### Kutipan Teks
╭──
Gagasan merumuskan kriteria atau definisi tentang apa yang disebut sebagai “rumah layak” sudah muncul sejak PBB mengadopsi konvenan tentang Hak Ekonomi, Sosial dan Budaya. Muara dari upaya ini pertama kali muncul pada Deklarasi Vancouver tentang Human Settlement yang dihasilkan oleh KTT Habitat I (1976). Selanjutnya, definisi ini dikembangkan pada saat Global Strategy for Shelter to the year 2000 ditetapkan PBB pada 12/1988 (GSS 2000), rumah layak didefinisikan lebih baik meliputi kelayakan privacy, kelayakan ruang, kelayakan sekuriti, kelayakan penerangan dan ventilasi, kelayakan prasarana dan sarana dasar dan kedekatannya pada berbagai sasarana dasar, semua dalam batas keterjangkauan mencapaiannya. ECOSOC PBB pada keputusan Sidang Umum PBB No. 4 Tahun 1991 lebih lanjut yakin bahwa aspek-aspek kelayakan rumah berikut ini perlu diperhatikan yaitu:

1.Jaminan kepemilikan dilindungi hukum.
2.Ketersediaan service, bahan, fasilitas dan prasarana.
3.Kemampuan beli masyarakat.
4.Layak huni atau habitable.
5.Dapat diakses oleh siapa saja.
6.Lokasi mendukung bagi kehidupan.
7.Kelayakan budaya, termasuk menjalankan keyakinan luas.

Millenium Development Goals (disingkat MDGs) dalam bahasa Indonesia diterjemahkan sebagai Tujuan Pembangunan Melenium (TMP). Tujuan Pembangunan Melemium merupakan paradigma pembangunan global yang disepakati secara internasional oleh 189 negara anggota PBB, termasuk Indonesia, dalam Konferensi Tingkat Tinggi (KTT) Milenium PBB bulan September 2000. Majelis Umum PBB kemudian melegalkan ke dalam Resolusi Majelis Umum PBB Nomor 55/2 tanggal 18 September 2000 tentang Deklarasi Milenium PBB (A/RES/55/2.United Nations Millennium Declaration).
╰──
### Petunjuk Tugas
Lanjutkan kutipan di atas tentang rumah layak dan Tujuan Pembangunan Milenium, dimulai tepat setelah kalimat terakhirnya.

### Data yang Disediakan
╭──
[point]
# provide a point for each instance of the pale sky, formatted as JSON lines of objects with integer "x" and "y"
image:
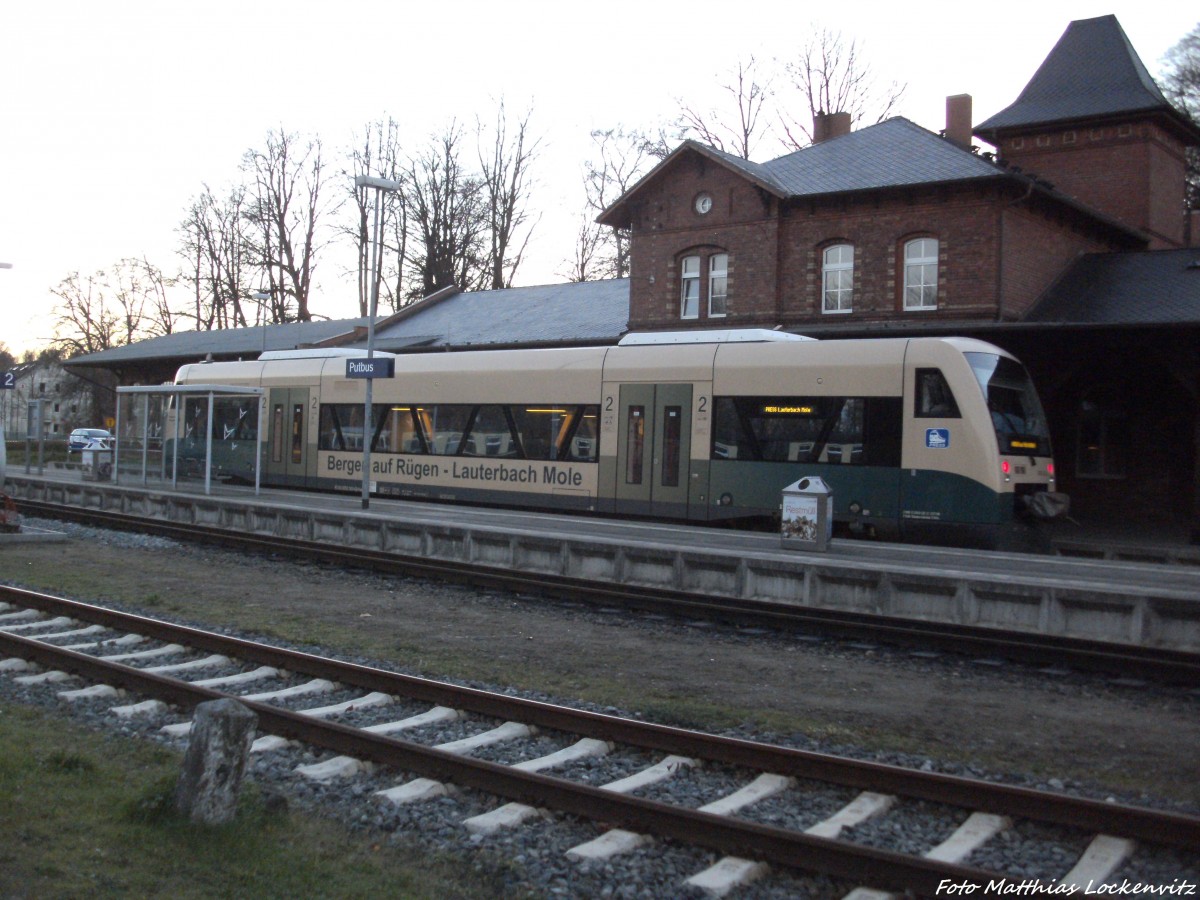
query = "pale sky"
╰──
### Jawaban yang Diharapkan
Lahirnya Deklarasi Mileneum merupakan hasil perjuangan panjang negara-negara berkembang dan sebagian negara maju. Deklarasi ini menghimpun komitmen para pemimpin dunia, yang belum pernah terjadi sebelumnya, untuk menangani isu perdamaian, keamanan, pembangunan, hak asasi, dan kebebasan fundamental dalam satu paket. Negara-negara anggota PBB kemudian mengadopsi MDGs. Setiap tujuan memiliki satu atau beberapa target berikut indikatornya. MDGs menempatkan pembangunan manusia sebagai fokus utama pembangunan serta memiliki tenggat waktu dan kemajuan terukur. MDGs didasarkan atas konsensus dan kemitraan global, sembari menekankan tanggungjawab negara berkembang untuk melaksanakan pekerjaan rumah mereka, sedangkan negara maju berkewajiban mendukung upaya tersebut.

Secara ringkas, arah pembangunan disepakati secara global mencakup: (1) menghapuskan kemiskinan dan kelaparan berat; (2) mewujudkan pendidikan dasar untuk semua orang; (3) mempromosikan kesetaraan gender dan pemberdayaan perempuan; (4) menurunkan kematian anak; (5) meningkatkan kesehatan maternal; (6) melawan penyebaran HIV/AIDS, dan penyakit kronis lainnya (malaria dan tuberkulosa); (7) menjamin keberlangsungan lingkungan; dan (8) mengembangkan kemitraan global untuk pembangunan.

Khusus menyangkut perumahan dan permukiman, pada tahun 2020 mendatang diharapkan dapat mencapai pengembangan signifikan dalam kehidupan untuk sedikitnya 900 juta orang tinggal di daerah kumuh. Indonesia telah menargetkan perbaikan berarti dalam kehidupan penduduk miskin di permukiman kumuh pada 2020 merupakan bagian dari pencapaian pelaksanaan pembangunan masyarakat bersifat konservasi terhadap salah satu unsur lingkungan hidup. Target ini dipantau dengan menggunakan indikator proporsi rumah tangga memiliki dan menyewa rumah (%), yang dalam dokumen pedoman MDGs disebut sebagai ”jaminan bermukim (secure tenure), bermakna sebagai rumah tangga memiliki atau menyewa rumah baik secara pribadi maupun kelompok.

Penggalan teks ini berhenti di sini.